Short exercise -> Reproduce verbatim the part of the items below that opens with the line containing "of the musician" and closes with the last line of the items, including both of those lines.

Input rows ->
++++++++

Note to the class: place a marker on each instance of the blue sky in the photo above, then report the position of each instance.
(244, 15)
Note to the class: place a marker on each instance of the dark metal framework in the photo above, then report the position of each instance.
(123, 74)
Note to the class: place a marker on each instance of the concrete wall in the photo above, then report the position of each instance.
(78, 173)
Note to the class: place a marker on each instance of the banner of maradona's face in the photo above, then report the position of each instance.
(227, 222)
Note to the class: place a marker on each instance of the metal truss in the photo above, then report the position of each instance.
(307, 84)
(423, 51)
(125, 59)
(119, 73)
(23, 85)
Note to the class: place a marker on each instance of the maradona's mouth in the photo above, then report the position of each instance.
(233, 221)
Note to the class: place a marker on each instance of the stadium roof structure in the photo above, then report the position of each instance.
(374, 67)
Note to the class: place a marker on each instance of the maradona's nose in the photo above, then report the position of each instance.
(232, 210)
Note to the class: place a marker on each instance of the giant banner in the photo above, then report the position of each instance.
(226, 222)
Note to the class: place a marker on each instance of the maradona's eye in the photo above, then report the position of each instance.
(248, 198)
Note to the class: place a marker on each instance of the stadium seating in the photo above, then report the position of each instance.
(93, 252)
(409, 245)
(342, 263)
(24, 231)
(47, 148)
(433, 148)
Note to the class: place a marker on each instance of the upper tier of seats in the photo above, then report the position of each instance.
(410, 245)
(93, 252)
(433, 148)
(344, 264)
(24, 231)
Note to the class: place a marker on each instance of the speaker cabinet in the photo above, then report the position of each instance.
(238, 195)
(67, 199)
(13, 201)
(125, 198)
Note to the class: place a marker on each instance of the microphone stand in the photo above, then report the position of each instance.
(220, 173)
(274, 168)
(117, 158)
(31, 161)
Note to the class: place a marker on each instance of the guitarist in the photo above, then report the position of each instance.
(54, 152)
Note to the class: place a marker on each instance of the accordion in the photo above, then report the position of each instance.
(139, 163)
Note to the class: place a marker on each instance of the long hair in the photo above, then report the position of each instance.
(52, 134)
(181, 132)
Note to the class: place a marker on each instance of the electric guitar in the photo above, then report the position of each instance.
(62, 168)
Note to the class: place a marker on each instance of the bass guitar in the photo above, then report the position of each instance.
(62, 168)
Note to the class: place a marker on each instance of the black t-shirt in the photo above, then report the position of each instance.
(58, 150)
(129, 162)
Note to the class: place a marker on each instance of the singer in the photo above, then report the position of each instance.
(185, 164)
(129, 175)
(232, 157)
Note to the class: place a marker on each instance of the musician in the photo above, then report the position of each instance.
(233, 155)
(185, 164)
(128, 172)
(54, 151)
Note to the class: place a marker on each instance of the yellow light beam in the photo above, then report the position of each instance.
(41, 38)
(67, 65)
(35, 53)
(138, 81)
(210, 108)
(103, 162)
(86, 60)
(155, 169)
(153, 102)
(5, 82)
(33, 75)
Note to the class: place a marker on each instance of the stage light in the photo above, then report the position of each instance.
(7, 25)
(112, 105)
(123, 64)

++++++++

Task answer ->
Note to the class: place a marker on each instance of the musician in the photo above, then report the position of each instance.
(233, 155)
(185, 164)
(128, 172)
(54, 151)
Note to the class: place a marker on each instance of the yellow light beam in the photo above, then report the position of each instance.
(41, 38)
(67, 65)
(35, 53)
(138, 81)
(210, 108)
(103, 162)
(86, 60)
(155, 169)
(153, 102)
(5, 82)
(33, 75)
Note to the class: place a marker on each instance of the stage light in the photo above, then report the position of each instance.
(7, 25)
(112, 105)
(123, 64)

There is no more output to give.